◆ **EXERCISE OBJECTIVE**:
Go through the records line by line and work out how many lines hold the word "below". Answer with the number only.

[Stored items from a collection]
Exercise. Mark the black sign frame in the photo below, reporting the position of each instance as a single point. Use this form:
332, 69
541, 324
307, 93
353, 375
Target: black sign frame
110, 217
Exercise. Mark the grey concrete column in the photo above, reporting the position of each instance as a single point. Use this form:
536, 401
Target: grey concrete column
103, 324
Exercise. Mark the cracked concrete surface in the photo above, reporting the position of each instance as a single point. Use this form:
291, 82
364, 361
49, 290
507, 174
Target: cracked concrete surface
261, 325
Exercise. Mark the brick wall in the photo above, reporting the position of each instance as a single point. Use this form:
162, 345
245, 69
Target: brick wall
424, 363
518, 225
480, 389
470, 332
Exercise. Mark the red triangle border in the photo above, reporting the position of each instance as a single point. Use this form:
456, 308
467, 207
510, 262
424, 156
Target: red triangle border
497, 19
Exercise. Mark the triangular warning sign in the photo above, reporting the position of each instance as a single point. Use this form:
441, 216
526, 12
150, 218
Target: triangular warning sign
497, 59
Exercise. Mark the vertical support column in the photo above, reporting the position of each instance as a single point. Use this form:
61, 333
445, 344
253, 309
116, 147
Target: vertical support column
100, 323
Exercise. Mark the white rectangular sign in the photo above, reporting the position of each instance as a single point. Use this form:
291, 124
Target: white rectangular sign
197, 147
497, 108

---

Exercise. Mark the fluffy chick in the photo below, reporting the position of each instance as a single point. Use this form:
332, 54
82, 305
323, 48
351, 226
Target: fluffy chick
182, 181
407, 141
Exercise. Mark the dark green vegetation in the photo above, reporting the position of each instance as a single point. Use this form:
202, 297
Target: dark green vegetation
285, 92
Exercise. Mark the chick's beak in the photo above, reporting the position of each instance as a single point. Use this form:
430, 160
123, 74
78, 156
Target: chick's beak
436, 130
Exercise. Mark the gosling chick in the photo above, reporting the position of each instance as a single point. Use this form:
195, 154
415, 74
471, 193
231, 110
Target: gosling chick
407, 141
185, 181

◆ **ANSWER TO THIS EXERCISE**:
2